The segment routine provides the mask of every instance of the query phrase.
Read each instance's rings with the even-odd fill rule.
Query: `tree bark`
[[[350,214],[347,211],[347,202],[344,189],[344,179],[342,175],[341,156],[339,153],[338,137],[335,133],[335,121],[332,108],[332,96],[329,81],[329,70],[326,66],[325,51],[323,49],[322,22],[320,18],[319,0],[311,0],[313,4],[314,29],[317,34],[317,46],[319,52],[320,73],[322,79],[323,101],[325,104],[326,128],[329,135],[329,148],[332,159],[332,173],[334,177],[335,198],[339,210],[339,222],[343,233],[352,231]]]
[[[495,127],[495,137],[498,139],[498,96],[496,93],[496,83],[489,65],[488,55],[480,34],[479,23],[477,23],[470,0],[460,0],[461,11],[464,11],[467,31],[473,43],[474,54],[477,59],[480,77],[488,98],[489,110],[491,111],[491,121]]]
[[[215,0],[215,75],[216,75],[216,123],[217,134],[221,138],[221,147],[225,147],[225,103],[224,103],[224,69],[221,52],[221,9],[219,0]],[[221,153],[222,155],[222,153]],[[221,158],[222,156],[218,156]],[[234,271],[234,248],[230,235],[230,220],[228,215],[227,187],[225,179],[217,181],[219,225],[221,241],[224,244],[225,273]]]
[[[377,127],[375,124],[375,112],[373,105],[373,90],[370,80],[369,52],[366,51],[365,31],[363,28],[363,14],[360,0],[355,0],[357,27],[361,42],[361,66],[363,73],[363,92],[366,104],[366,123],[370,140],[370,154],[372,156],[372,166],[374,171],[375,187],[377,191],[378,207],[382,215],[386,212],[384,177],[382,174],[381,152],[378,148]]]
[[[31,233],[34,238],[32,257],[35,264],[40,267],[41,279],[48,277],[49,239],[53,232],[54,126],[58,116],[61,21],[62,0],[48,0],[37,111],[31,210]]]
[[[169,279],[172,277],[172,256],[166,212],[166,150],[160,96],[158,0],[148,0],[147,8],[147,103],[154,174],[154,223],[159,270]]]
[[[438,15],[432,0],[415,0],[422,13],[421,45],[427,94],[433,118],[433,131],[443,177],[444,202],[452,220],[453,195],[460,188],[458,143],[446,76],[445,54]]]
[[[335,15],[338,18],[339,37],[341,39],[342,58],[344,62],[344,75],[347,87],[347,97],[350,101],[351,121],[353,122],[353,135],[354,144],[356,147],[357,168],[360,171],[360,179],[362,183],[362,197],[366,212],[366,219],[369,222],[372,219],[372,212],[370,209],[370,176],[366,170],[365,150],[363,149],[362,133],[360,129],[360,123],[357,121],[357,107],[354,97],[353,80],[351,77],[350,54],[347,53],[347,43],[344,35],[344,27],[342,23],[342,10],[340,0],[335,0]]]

## AIM
Your task is to reproduce the whole listing exactly.

## SOLUTION
The segment routine provides the mask of every instance of the query phrase.
Read each instance's rings with the even-odd fill rule.
Query: `tree bark`
[[[350,214],[347,211],[347,202],[344,189],[344,179],[342,175],[341,156],[339,153],[338,137],[335,133],[335,121],[332,108],[332,96],[329,81],[329,70],[326,66],[325,51],[323,49],[322,22],[320,18],[319,0],[311,0],[313,4],[314,29],[317,34],[317,46],[319,52],[320,73],[322,79],[323,101],[325,104],[326,128],[329,135],[329,148],[332,159],[332,173],[334,177],[335,198],[339,210],[339,222],[343,233],[352,231]]]
[[[495,127],[495,137],[498,139],[498,96],[496,93],[496,83],[489,65],[488,55],[480,34],[479,23],[477,23],[470,0],[460,0],[461,11],[464,11],[467,31],[473,43],[474,54],[477,59],[480,77],[488,98],[489,110],[491,111],[491,121]]]
[[[215,0],[215,75],[216,75],[216,123],[217,134],[221,138],[221,147],[225,147],[225,103],[224,103],[224,69],[221,52],[221,9],[219,0]],[[221,153],[222,155],[222,153]],[[221,158],[222,156],[218,156]],[[234,271],[234,248],[230,235],[230,220],[228,215],[227,187],[225,179],[217,181],[219,225],[221,241],[224,244],[225,273]]]
[[[377,127],[375,124],[375,112],[373,105],[373,90],[370,80],[369,52],[366,51],[365,31],[363,28],[363,14],[360,0],[355,0],[357,27],[361,42],[361,66],[363,73],[363,92],[366,104],[366,123],[370,140],[370,154],[372,156],[372,166],[374,171],[375,187],[377,191],[378,207],[382,215],[386,212],[384,177],[382,174],[381,152],[378,148]]]
[[[31,233],[34,238],[32,257],[35,264],[40,267],[41,279],[48,277],[49,239],[53,232],[54,126],[58,116],[61,21],[62,0],[48,0],[37,111],[31,210]]]
[[[169,279],[172,277],[172,256],[166,212],[166,150],[160,96],[158,0],[148,0],[147,8],[147,103],[154,174],[154,223],[159,270]]]
[[[438,15],[432,0],[415,0],[422,13],[421,45],[427,94],[433,118],[433,131],[443,177],[444,202],[452,220],[453,195],[460,188],[458,143],[446,76],[445,54]]]
[[[335,15],[338,18],[339,37],[341,39],[342,58],[344,62],[344,75],[347,87],[347,97],[350,101],[351,121],[353,122],[353,135],[354,144],[356,147],[357,168],[360,171],[360,179],[362,183],[362,197],[366,212],[366,219],[369,222],[372,219],[372,212],[370,209],[370,176],[366,170],[365,150],[363,149],[362,133],[360,129],[360,123],[357,121],[357,107],[354,97],[353,80],[351,77],[350,54],[347,53],[347,43],[344,35],[344,27],[342,23],[342,10],[340,0],[335,0]]]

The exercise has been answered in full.